[Excerpts of pointing data]
═══

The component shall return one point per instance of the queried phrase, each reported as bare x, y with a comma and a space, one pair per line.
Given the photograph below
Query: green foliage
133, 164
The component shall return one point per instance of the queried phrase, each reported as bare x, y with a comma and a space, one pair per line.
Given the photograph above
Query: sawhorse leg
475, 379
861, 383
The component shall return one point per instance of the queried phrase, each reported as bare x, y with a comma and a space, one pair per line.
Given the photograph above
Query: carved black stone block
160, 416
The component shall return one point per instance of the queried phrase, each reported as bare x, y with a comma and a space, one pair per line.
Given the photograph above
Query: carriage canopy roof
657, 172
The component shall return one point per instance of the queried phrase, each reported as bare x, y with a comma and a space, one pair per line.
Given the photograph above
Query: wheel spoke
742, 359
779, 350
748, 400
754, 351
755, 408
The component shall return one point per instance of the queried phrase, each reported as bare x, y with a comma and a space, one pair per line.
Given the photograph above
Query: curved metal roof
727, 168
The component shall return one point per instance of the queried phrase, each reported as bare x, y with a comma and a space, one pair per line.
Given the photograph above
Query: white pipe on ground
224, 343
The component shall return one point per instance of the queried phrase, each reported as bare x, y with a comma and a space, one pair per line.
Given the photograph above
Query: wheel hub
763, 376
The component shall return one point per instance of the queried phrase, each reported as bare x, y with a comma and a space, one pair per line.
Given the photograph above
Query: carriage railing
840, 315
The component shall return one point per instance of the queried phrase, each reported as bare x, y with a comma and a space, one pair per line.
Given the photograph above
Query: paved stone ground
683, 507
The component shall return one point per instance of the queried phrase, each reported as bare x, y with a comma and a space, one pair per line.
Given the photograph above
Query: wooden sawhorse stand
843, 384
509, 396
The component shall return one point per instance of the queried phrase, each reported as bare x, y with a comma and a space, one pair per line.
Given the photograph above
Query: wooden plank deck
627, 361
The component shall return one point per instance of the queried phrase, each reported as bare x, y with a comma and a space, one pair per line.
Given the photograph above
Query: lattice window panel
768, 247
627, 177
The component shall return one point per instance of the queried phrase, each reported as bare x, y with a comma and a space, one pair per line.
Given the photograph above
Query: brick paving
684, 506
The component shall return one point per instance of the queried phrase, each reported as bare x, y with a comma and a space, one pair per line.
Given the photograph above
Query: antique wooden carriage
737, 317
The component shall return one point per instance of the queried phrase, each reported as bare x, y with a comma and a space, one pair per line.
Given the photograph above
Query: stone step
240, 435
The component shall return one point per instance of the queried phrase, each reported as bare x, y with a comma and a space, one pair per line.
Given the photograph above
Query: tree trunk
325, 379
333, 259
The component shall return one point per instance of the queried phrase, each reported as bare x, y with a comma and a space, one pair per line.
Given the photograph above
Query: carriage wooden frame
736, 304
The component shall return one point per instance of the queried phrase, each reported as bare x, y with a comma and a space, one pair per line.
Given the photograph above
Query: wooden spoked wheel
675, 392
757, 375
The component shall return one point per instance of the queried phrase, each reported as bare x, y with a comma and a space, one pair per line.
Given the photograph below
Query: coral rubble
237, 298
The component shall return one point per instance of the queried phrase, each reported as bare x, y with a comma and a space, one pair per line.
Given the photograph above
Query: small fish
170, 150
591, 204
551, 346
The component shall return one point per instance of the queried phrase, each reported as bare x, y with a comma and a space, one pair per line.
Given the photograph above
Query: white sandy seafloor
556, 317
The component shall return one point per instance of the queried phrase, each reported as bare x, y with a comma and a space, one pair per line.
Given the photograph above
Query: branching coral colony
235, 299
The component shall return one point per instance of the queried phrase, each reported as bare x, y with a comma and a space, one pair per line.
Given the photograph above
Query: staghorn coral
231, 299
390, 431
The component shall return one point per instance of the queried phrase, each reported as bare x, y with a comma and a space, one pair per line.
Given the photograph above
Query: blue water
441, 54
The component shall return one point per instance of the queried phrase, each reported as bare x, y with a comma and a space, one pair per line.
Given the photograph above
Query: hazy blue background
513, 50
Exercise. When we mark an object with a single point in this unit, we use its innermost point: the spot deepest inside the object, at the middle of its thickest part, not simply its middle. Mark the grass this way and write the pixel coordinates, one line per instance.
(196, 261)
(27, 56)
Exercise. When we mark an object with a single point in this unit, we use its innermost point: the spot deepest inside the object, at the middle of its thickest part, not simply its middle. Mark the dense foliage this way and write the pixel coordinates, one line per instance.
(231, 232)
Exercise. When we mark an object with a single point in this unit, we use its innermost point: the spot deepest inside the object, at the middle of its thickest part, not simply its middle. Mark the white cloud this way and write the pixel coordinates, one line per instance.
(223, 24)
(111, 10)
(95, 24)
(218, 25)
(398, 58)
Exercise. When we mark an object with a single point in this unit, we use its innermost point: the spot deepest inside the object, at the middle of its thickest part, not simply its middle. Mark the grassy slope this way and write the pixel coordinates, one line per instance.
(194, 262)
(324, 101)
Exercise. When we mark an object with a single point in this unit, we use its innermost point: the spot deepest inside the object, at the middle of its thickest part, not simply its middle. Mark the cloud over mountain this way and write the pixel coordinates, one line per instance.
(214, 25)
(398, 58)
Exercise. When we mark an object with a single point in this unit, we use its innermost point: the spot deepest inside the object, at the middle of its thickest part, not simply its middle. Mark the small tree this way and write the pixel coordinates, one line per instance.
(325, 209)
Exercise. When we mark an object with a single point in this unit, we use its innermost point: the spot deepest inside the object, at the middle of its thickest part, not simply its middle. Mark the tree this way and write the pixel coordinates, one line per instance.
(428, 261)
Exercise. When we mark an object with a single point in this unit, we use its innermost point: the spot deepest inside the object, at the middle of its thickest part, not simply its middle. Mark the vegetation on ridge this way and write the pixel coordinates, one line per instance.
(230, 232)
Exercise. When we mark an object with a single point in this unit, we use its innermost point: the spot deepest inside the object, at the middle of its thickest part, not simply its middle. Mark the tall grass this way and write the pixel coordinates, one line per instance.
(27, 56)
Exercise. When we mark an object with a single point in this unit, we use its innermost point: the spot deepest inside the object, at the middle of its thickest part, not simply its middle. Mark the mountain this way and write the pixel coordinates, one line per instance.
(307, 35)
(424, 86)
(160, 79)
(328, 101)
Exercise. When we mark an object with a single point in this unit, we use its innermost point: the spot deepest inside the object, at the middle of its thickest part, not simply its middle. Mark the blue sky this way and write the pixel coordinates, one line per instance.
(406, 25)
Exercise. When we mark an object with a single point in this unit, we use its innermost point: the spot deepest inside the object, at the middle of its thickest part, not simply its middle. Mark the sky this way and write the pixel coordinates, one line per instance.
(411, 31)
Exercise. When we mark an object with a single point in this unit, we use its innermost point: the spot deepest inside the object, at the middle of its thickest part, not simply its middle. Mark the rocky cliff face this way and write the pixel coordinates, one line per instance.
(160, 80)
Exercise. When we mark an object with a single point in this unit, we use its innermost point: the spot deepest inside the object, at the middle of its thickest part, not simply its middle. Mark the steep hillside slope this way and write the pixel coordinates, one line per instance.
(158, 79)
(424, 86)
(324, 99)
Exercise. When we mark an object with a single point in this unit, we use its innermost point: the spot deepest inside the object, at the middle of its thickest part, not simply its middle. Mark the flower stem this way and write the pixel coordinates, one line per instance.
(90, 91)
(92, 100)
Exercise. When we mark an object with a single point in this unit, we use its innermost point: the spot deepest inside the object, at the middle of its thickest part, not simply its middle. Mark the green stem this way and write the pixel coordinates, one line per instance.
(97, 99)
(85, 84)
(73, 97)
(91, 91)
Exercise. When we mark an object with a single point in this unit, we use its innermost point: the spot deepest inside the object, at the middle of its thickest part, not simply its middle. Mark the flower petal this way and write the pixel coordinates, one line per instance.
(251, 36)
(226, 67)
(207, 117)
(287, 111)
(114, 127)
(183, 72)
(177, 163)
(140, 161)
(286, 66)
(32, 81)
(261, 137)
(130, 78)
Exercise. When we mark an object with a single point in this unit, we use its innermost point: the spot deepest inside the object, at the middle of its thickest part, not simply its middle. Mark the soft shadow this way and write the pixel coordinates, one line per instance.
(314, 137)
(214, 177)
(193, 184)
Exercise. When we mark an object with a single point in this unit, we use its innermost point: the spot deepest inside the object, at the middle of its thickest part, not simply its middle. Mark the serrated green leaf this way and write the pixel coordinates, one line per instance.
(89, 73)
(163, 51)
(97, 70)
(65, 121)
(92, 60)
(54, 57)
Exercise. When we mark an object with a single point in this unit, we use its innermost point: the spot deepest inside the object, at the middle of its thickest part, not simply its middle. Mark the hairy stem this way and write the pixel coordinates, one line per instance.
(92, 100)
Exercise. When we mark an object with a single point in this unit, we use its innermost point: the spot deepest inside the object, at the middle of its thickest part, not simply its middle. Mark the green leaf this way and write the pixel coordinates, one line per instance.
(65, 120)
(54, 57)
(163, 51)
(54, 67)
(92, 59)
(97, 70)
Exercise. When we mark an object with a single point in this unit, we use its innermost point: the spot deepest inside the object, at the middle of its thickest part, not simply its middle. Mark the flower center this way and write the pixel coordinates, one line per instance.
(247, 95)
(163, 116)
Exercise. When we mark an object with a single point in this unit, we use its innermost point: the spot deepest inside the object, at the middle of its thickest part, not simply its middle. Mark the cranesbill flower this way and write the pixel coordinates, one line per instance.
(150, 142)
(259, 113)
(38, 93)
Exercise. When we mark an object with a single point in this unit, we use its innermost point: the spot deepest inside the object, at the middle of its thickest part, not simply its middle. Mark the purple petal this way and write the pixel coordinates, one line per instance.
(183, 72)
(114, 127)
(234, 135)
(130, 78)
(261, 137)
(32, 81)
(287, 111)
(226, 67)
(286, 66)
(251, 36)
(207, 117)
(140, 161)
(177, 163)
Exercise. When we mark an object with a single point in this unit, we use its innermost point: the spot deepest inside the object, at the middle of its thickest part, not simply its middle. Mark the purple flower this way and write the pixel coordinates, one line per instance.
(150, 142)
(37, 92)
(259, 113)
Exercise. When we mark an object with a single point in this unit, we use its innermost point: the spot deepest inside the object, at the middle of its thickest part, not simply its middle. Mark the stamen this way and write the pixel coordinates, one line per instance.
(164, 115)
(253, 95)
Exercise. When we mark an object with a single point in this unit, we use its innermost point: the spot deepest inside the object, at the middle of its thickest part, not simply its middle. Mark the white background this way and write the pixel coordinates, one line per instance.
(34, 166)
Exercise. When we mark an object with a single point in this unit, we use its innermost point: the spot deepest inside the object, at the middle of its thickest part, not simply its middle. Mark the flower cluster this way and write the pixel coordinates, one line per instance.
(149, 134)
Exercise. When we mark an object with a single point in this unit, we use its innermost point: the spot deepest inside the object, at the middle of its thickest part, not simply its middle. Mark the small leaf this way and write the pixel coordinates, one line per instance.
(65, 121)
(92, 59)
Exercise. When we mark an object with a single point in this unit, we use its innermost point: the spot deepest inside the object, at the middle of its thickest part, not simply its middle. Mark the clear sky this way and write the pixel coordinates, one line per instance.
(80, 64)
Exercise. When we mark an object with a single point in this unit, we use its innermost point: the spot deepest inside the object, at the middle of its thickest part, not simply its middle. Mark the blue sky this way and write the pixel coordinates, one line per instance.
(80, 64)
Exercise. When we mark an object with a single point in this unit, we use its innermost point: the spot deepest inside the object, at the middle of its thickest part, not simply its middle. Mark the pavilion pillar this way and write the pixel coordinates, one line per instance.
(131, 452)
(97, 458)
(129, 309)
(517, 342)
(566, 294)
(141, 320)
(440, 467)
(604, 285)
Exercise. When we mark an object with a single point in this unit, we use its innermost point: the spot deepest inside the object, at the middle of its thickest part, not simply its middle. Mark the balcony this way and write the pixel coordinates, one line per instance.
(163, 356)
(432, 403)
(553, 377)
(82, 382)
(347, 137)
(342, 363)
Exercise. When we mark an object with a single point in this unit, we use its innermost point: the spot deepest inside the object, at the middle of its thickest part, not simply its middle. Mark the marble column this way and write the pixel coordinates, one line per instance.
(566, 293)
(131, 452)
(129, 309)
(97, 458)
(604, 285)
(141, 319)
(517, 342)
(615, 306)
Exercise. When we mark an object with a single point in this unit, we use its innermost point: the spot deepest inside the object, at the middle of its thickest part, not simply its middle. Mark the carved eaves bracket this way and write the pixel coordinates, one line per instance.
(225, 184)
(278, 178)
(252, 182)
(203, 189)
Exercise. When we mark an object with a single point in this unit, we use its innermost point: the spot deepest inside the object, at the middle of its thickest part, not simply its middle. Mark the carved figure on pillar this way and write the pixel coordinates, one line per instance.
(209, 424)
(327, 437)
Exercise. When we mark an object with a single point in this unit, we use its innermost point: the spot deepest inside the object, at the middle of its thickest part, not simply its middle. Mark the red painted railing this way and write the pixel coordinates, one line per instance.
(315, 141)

═══

Instructions to follow - Locate "Mark the balcony" in the data above. Then repeat, exactly, its line and each line after it through the last, adding nothing.

Exercise response -
Exercise. When we mark an object with a single point in this unit, we use its innermost point: the spot deepest inside the object, at the middle of its thickest part, not simply its middle. Mark the balcony this way and write the pixel coordinates, one line per instance.
(163, 356)
(432, 403)
(553, 377)
(82, 382)
(347, 137)
(342, 363)
Exercise. When we mark an object with a single point in this unit, we use its innermost point: the spot deepest inside the object, at the middle of its thickest part, not simply its middle. Mark the marble column this way and write the pixel coordinates, one line per instance.
(566, 293)
(131, 452)
(129, 309)
(97, 458)
(604, 285)
(141, 319)
(517, 342)
(615, 306)
Exercise. When we mark an object with a single point in this unit, we use its innermost point: the spot deepest inside the object, at the middle of its thickest part, not simply its middle. Mark the carved eaves bracket this way and write the pixel coordinates, one line per instance.
(225, 184)
(278, 178)
(252, 182)
(203, 189)
Exercise. When we mark an object with a single point in this unit, we use its innermost point: the spot deepest inside the object, at the middle of its thickest part, not simply its middle. Mark the carved figure on pillar this way and write the pixel coordinates, one line per instance.
(209, 424)
(327, 437)
Exercise. When we mark an object with a single point in this unit, we use its innermost point: the spot deepest inside the object, at the middle of its thickest part, not simply its middle. Mark the red painted railing this way and write the pixel coordinates, one line per instance.
(315, 141)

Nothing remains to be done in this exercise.